§ Stated task: Rewrite the records below, replacing every "photograph" with "image" and leaving everything else untouched.

• • • •

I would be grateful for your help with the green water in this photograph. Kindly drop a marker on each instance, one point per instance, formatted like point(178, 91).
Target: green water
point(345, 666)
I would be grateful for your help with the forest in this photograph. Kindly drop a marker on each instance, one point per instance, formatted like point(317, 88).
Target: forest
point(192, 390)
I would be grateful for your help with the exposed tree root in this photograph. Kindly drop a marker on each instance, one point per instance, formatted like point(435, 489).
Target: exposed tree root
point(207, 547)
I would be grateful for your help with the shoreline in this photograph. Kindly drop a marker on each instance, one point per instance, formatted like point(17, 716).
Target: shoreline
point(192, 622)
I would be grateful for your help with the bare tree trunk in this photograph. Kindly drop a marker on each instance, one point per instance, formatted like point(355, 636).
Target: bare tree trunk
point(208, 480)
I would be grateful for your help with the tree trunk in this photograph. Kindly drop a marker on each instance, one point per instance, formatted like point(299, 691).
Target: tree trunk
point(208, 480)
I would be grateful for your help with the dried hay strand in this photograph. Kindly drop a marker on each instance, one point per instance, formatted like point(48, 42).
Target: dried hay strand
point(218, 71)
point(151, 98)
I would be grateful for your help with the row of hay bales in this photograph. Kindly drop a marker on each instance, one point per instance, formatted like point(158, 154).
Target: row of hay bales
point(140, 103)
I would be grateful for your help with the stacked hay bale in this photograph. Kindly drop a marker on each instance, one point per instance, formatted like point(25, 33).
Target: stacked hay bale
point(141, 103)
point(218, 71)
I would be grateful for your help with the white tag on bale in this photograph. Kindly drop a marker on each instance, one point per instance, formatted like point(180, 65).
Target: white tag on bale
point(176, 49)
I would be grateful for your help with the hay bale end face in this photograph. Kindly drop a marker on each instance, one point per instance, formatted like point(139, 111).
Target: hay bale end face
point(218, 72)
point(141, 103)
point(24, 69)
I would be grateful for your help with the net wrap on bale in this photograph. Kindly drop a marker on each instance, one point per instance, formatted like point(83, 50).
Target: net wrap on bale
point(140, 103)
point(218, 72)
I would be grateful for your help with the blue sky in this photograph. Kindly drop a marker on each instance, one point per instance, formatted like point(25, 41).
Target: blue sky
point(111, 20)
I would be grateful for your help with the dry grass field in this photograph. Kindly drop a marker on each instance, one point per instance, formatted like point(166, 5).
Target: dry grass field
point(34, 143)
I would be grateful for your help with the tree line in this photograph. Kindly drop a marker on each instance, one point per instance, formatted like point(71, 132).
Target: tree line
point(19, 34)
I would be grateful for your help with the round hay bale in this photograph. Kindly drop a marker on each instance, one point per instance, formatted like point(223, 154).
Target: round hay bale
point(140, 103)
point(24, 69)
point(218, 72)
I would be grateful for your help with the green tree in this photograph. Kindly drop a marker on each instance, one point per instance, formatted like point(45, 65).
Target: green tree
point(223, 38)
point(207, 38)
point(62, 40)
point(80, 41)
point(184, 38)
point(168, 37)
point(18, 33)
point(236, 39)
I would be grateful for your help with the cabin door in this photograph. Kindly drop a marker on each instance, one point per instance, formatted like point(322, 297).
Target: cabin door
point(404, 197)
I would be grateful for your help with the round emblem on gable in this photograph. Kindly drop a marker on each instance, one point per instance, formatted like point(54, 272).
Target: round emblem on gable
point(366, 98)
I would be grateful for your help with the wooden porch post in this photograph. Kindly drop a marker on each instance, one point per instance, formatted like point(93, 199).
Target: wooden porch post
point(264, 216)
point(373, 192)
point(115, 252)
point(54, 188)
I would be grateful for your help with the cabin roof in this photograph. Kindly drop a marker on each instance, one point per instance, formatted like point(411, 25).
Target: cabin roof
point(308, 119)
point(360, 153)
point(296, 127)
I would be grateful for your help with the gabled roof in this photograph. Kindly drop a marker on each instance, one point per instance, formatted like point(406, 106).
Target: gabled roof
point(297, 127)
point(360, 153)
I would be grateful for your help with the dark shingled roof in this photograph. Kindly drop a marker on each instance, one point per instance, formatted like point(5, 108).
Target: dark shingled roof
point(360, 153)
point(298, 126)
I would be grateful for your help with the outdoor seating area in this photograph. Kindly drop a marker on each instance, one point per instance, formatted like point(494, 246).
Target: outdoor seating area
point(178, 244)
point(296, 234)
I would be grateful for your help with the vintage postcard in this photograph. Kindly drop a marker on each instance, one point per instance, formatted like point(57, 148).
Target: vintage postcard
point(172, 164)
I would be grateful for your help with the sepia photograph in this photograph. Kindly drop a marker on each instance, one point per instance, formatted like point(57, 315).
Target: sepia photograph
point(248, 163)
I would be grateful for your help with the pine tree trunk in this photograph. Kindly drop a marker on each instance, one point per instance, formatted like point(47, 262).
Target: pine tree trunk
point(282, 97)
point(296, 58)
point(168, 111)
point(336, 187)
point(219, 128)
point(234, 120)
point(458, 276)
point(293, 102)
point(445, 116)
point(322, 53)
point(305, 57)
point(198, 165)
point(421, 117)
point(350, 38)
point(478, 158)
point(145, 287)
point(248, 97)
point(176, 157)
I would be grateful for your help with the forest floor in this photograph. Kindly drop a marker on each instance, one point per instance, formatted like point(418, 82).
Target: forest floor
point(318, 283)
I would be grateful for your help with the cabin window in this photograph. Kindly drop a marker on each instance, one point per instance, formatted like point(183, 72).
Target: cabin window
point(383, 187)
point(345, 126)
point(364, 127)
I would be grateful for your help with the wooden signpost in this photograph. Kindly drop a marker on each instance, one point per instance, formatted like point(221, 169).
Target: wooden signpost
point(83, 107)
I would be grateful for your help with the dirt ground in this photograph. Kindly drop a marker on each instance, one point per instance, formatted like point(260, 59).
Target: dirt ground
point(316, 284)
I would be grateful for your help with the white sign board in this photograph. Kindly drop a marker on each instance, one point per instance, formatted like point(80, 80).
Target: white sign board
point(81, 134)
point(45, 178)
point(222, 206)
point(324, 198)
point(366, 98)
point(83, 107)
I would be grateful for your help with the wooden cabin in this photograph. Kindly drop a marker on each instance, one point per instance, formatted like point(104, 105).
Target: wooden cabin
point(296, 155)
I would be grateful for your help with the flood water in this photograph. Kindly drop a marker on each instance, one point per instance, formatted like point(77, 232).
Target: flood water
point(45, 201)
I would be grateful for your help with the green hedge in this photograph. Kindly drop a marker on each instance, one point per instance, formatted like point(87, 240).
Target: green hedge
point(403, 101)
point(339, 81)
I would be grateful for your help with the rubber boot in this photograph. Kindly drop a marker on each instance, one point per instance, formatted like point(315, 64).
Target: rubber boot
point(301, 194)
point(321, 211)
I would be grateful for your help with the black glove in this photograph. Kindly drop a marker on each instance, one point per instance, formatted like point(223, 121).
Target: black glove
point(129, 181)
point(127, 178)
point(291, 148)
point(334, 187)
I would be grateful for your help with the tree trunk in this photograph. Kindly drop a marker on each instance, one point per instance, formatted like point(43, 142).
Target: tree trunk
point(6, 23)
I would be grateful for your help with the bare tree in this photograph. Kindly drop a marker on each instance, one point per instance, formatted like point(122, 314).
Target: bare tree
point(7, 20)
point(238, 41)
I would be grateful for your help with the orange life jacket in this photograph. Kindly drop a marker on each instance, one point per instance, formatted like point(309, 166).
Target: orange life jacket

• • • •

§ Worked solution:
I would be grateful for your help with the green water in this image. Kindly drop a marker on each instance, one point per instance, formatted like point(178, 91).
Target: green water
point(345, 666)
I would be grateful for your help with the forest in this image. Kindly drop a marker on each instance, one point per instance, formatted like point(317, 88).
Target: forest
point(192, 390)
I would be grateful for your help with the exposed tree root in this image. Kindly drop a marker on each instance, one point per instance, formatted like point(435, 489).
Target: exposed tree root
point(207, 547)
I would be grateful for your help with the shoreline in this image. Kindly drop a marker on each instance, one point per instance, formatted like point(17, 716).
Target: shoreline
point(192, 622)
I would be grateful for your help with the bare tree trunk in this image. Kindly drop a marker on each instance, one point per instance, formatted like point(355, 636).
Target: bare tree trunk
point(208, 480)
I would be grateful for your help with the tree trunk in this image. Kindly drop a marker on each instance, one point per instance, formatted like point(299, 691).
Target: tree trunk
point(208, 480)
I would be grateful for your help with the dried hay strand in this image. Kindly drop a marker on each instance, one point per instance, formatted like point(48, 42).
Target: dried hay strand
point(218, 71)
point(151, 98)
I would be grateful for your help with the row of hay bales in this image. Kindly drop a marker on each instance, one point per instance, formatted like point(158, 154).
Target: row of hay bales
point(140, 103)
I would be grateful for your help with the stacked hay bale in this image. Kindly drop a marker on each instance, one point per instance, formatted like point(25, 33).
Target: stacked hay bale
point(141, 103)
point(218, 71)
I would be grateful for your help with the white tag on bale in this image. Kindly drop a marker on each instance, one point per instance, formatted like point(180, 65).
Target: white tag on bale
point(176, 49)
I would be grateful for your help with the hay bale end face in this image. Kindly drop a marker on each instance, one point per instance, formatted like point(139, 111).
Target: hay bale end face
point(218, 72)
point(141, 103)
point(24, 69)
I would be grateful for your help with the net wrap on bale in this image. Kindly drop a marker on each instance, one point per instance, formatted like point(83, 50).
Target: net wrap on bale
point(140, 103)
point(218, 72)
I would be grateful for your help with the blue sky in this image. Kindly drop a marker on each instance, one point per instance, formatted like point(25, 41).
Target: blue sky
point(111, 20)
I would be grateful for your help with the dry grass field in this image. Kindly drop a marker on each instance, one point per instance, formatted like point(166, 5).
Target: dry grass field
point(34, 143)
I would be grateful for your help with the tree line in this image. Kindly drop a marker on each instance, one point per instance, formatted like point(71, 132).
Target: tree line
point(19, 34)
I would be grateful for your help with the round hay bale in this image. Kindly drop a marker on each instance, one point per instance, formatted like point(223, 154).
Target: round hay bale
point(140, 103)
point(24, 69)
point(218, 72)
I would be grateful for your help with the green tree in this image. Kindly drop a marker on each instance, one point per instance, formatted like point(45, 65).
Target: green tree
point(223, 38)
point(207, 38)
point(62, 40)
point(80, 41)
point(184, 38)
point(168, 37)
point(18, 33)
point(236, 39)
I would be grateful for your help with the cabin door in this image. Kindly drop a marker on each instance, one point per instance, formatted like point(322, 297).
Target: cabin door
point(404, 197)
I would be grateful for your help with the round emblem on gable in this image. Kindly drop a marker on each instance, one point per instance, formatted like point(54, 272).
Target: round emblem on gable
point(366, 98)
I would be grateful for your help with the wooden porch post in this image. Kindly drop a marker on each instance, one point per instance, formatted like point(93, 199).
Target: wooden porch post
point(264, 216)
point(373, 192)
point(115, 252)
point(54, 188)
I would be grateful for your help with the cabin roof in this image. Kindly drop a marker on each instance, one point per instance, formatted like point(411, 25).
Target: cabin roof
point(308, 119)
point(360, 153)
point(296, 127)
I would be grateful for your help with the gabled roof in this image. Kindly drop a marker on each instance, one point per instance, formatted like point(406, 106).
Target: gabled roof
point(297, 127)
point(360, 153)
I would be grateful for your help with the dark shingled roof in this image. Kindly drop a marker on each instance, one point per instance, formatted like point(5, 108).
Target: dark shingled roof
point(360, 153)
point(298, 126)
I would be grateful for your help with the outdoor seating area in this image. Kindly drop a marker on each instance, one point per instance, formatted like point(494, 246).
Target: outdoor seating area
point(178, 244)
point(296, 234)
I would be grateful for your help with the vintage postcard in this image. Kindly drop a marker on each instance, one point per instance, formatted like point(57, 148).
Target: vintage postcard
point(172, 164)
I would be grateful for your help with the sepia image in this image. Kindly drop a marker on each instance, one point per instance, formatted like point(57, 315).
Target: sepia image
point(248, 163)
I would be grateful for your help with the pine tree trunk in this image. Kindly drop a marker on each instance, one point per instance, formatted like point(47, 262).
Target: pine tree trunk
point(282, 97)
point(296, 58)
point(168, 111)
point(336, 187)
point(219, 128)
point(234, 120)
point(458, 276)
point(293, 102)
point(445, 116)
point(322, 53)
point(305, 57)
point(198, 165)
point(421, 117)
point(350, 38)
point(478, 158)
point(145, 287)
point(248, 97)
point(176, 157)
I would be grateful for your help with the forest floor in this image. Kindly drop a marker on each instance, one point per instance, formatted like point(418, 82).
Target: forest floor
point(318, 283)
I would be grateful for your help with the cabin window in this image. Kindly drop a marker on each instance, one point per instance, formatted like point(183, 72).
Target: cabin window
point(383, 187)
point(345, 126)
point(364, 127)
I would be grateful for your help with the wooden signpost in this image. Kindly drop a marker on each instance, one point per instance, formatted like point(221, 169).
Target: wooden signpost
point(83, 107)
I would be grateful for your help with the dirt ground in this image. Kindly drop a marker on each instance, one point per instance, formatted like point(260, 59).
Target: dirt ground
point(316, 284)
I would be grateful for your help with the white sign board in this image. Kindly drop a marker on each instance, one point per instance, formatted like point(80, 80).
Target: white sign board
point(81, 134)
point(45, 178)
point(222, 206)
point(324, 198)
point(366, 98)
point(83, 107)
I would be grateful for your help with the wooden cabin in this image. Kindly drop a marker on each instance, one point per instance, formatted like point(104, 105).
Target: wooden cabin
point(296, 155)
I would be grateful for your help with the flood water in this image. Kindly drop a marker on each instance, one point per instance, formatted like point(77, 232).
Target: flood water
point(45, 201)
I would be grateful for your help with the green hedge in this image. Kindly drop a marker on each instance, one point per instance, formatted like point(87, 240).
Target: green hedge
point(403, 101)
point(339, 81)
I would be grateful for your help with the rubber boot in this image. Kindly drop a marker on each instance, one point per instance, formatted like point(315, 64).
Target: rubber boot
point(301, 194)
point(321, 211)
I would be grateful for your help with the black glove in this image. Kindly drop a marker on each instance, one point per instance, formatted like point(223, 121).
Target: black glove
point(129, 181)
point(127, 178)
point(291, 148)
point(334, 187)
I would be grateful for your help with the tree trunk in this image. Kindly drop a marker on each instance, one point per instance, formatted like point(43, 142).
Target: tree trunk
point(6, 23)
I would be grateful for your help with the bare tree in this image. Kindly drop a marker on each instance, one point per instance, formatted like point(122, 314).
Target: bare tree
point(7, 20)
point(238, 41)
I would be grateful for your help with the orange life jacket in this image. Kindly drop a marker on each instance, one point per instance, formatted like point(309, 166).
Target: orange life jacket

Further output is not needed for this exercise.